Exercise aim >> Return every line from the records below that contains the word "sunset", copying each line in full.
##############################
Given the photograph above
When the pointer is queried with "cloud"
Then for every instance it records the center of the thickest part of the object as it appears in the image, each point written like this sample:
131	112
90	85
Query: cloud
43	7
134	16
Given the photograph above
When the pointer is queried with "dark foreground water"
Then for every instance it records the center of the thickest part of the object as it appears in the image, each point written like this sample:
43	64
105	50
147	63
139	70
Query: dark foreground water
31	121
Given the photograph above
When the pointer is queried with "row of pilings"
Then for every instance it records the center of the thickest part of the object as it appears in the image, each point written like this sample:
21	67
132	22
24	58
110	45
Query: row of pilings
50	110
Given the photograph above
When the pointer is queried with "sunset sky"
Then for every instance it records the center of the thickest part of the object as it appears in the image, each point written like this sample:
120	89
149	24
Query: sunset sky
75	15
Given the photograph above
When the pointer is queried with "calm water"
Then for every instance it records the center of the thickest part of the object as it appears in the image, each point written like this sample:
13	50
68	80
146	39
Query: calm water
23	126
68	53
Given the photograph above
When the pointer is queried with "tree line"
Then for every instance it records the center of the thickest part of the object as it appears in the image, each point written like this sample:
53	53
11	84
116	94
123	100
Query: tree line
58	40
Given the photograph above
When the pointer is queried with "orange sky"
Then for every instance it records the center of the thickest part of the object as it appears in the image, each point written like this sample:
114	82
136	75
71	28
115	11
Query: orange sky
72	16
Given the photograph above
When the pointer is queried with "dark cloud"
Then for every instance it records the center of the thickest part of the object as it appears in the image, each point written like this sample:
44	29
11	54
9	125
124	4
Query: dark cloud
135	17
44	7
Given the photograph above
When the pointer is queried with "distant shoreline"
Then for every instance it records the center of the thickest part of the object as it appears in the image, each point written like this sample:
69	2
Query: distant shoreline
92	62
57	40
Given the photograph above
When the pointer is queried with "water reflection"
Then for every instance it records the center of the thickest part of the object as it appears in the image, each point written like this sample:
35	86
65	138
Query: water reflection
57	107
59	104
##############################
Answer to this exercise >>
When the pointer is queried with "sunset sky"
Query: sunset sky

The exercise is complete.